**Set task**
Extract the complete listing and output it unchanged.

(Excerpts from segmentation records)
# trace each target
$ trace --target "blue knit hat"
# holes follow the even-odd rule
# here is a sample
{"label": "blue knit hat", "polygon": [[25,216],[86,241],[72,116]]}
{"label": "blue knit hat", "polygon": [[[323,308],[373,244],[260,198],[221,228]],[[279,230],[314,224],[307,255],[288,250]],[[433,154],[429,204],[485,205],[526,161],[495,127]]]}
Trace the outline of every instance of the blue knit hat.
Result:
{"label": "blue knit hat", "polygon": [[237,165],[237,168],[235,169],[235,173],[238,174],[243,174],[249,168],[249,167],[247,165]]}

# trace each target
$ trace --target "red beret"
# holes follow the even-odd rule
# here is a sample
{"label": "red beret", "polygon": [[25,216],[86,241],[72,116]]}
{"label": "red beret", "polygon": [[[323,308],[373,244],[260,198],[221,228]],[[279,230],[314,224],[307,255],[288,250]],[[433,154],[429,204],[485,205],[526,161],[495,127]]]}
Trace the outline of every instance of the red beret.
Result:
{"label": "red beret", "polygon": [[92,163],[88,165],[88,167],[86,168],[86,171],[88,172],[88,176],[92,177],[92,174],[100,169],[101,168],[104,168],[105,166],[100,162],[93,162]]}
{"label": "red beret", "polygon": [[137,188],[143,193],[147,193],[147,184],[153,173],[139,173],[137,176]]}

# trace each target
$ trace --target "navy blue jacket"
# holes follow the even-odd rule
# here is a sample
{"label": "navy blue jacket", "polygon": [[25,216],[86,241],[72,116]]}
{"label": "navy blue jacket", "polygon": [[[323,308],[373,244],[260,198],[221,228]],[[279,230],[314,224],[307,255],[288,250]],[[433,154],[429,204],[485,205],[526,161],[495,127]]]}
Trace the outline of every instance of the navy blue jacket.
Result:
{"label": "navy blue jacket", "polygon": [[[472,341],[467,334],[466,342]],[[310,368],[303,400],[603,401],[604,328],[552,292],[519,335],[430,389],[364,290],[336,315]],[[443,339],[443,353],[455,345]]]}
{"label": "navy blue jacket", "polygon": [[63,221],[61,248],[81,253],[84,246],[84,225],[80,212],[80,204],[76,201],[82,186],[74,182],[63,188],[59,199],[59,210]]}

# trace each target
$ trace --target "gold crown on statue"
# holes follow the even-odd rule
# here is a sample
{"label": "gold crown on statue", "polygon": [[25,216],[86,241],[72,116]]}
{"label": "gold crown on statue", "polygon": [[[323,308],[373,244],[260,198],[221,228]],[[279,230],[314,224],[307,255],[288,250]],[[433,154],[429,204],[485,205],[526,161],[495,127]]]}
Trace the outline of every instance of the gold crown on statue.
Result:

**Reply to the exercise**
# trace each target
$ trace --target "blue knit hat"
# holes follow the even-odd rule
# here is a sample
{"label": "blue knit hat", "polygon": [[25,216],[86,241],[72,116]]}
{"label": "blue knit hat", "polygon": [[[323,308],[373,244],[260,198],[221,228]],[[279,230],[314,224],[307,255],[288,250]],[[433,154],[429,204],[485,205],[526,161],[495,127]]]}
Trace the outline of every instance of the blue knit hat.
Result:
{"label": "blue knit hat", "polygon": [[237,165],[237,168],[235,169],[235,173],[238,174],[243,174],[249,168],[249,167],[247,165]]}

# trace each target
$ trace --target "red beret"
# holes follow the even-odd rule
# here is a sample
{"label": "red beret", "polygon": [[25,216],[86,241],[72,116]]}
{"label": "red beret", "polygon": [[[323,308],[373,244],[260,198],[221,228]],[[279,230],[314,224],[307,255],[288,250]],[[433,154],[429,204],[485,205],[526,161],[495,127]]]}
Trace the outline of every instance of the red beret.
Result:
{"label": "red beret", "polygon": [[92,163],[88,165],[88,167],[86,168],[86,171],[88,172],[88,176],[92,177],[92,174],[100,169],[101,168],[104,168],[105,166],[100,162],[93,162]]}
{"label": "red beret", "polygon": [[137,188],[143,193],[147,193],[147,184],[153,173],[139,173],[137,176]]}

# trace each target
$ trace --target "navy blue jacket"
# holes follow the even-odd rule
# here is a sample
{"label": "navy blue jacket", "polygon": [[25,216],[86,241],[72,116]]}
{"label": "navy blue jacket", "polygon": [[[323,308],[373,244],[260,198],[221,228]],[[279,230],[314,224],[307,255],[288,250]],[[433,154],[429,204],[485,205],[526,161],[495,127]]]}
Trace the outline of every instance of the navy blue jacket.
Result:
{"label": "navy blue jacket", "polygon": [[[472,341],[467,334],[466,342]],[[310,368],[303,400],[603,401],[604,328],[552,292],[519,335],[430,389],[364,290],[336,315]],[[443,339],[443,353],[455,345]]]}
{"label": "navy blue jacket", "polygon": [[63,221],[61,248],[81,253],[84,246],[84,225],[80,212],[80,204],[76,201],[82,186],[74,182],[63,188],[59,199],[59,210]]}

# trace each target
$ trace --target "gold crown on statue"
# holes follow the even-odd rule
# here is a sample
{"label": "gold crown on statue", "polygon": [[25,216],[86,241],[72,116]]}
{"label": "gold crown on statue", "polygon": [[[323,308],[373,244],[260,198],[221,228]],[[279,230],[314,224],[307,255],[288,250]],[[433,154],[429,204],[485,205],[526,161],[495,127]]]}
Trace the outline of every instance of the gold crown on statue.
Result:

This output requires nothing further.